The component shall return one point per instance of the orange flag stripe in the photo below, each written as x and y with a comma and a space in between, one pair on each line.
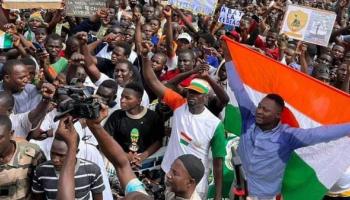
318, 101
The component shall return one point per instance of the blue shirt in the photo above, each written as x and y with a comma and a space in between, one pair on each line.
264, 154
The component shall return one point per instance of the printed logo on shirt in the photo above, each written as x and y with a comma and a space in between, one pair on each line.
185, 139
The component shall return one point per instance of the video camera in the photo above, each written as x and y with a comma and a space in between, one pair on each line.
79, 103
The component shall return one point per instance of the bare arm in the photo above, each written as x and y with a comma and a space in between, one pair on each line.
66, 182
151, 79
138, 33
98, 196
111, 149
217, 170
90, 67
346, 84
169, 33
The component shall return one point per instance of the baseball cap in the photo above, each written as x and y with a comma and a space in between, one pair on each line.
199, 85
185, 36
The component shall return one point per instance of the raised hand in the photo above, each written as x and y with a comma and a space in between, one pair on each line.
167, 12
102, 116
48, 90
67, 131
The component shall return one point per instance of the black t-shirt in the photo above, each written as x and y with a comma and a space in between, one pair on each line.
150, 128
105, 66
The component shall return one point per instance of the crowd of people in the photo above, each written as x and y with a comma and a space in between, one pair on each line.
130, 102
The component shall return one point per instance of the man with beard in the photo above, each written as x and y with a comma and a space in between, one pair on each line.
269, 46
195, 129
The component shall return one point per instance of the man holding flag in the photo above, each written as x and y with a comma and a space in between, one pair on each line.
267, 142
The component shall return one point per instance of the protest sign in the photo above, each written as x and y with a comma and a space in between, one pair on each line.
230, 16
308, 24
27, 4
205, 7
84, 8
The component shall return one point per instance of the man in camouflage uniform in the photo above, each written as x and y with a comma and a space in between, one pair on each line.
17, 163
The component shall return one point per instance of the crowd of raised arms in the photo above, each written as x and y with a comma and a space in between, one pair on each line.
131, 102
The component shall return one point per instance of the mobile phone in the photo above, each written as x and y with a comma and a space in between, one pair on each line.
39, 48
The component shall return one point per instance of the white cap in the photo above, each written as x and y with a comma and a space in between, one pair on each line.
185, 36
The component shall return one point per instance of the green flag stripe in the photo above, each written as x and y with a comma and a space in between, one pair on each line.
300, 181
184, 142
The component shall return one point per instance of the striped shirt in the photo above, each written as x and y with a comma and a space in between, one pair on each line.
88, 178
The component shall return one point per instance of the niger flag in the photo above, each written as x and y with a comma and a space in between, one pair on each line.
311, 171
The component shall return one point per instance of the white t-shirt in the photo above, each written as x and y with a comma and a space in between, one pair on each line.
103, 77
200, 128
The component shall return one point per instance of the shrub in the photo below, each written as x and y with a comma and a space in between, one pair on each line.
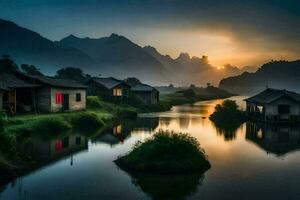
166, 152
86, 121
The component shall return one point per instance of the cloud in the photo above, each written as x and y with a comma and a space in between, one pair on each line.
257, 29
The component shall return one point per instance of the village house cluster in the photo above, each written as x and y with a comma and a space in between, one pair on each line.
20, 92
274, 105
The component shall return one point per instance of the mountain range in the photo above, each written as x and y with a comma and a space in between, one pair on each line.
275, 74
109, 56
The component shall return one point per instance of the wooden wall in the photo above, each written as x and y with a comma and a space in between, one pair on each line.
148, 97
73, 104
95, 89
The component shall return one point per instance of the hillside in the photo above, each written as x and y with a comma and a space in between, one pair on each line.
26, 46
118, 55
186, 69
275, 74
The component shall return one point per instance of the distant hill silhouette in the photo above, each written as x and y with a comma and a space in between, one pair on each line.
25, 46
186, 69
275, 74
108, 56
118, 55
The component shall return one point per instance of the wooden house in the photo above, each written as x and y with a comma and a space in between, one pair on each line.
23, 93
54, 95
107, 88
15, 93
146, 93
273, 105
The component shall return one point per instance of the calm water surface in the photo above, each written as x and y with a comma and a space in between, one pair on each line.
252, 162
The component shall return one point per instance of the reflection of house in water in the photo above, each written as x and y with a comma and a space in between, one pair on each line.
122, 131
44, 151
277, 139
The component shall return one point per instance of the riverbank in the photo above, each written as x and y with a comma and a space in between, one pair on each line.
___
* OBJECTIVE
Begin with the line that contains "the wooden house" and end with the last line of the records; set down every line in that span exactly, and nothing else.

* FINISHED TASK
The component shall return one point per instance of the wooden house in the photo above, each written as x and y with a comma and a space in between, one pair on each line.
23, 93
54, 95
107, 88
15, 93
146, 93
273, 105
The component shall return one point per instance of the calm water surface in the photo above, each written as x and y with a comma and a space in between, one pair on each line.
252, 162
The component shall return one point per instance of the reflection of house in water in the photo above, each written as x and y with a comma and a space in between, one pair on each line.
122, 131
44, 151
277, 139
The component shall return one point per instance of the riverbank in the photo above, each written as x and y with a comma and a space in between, one pair on each line.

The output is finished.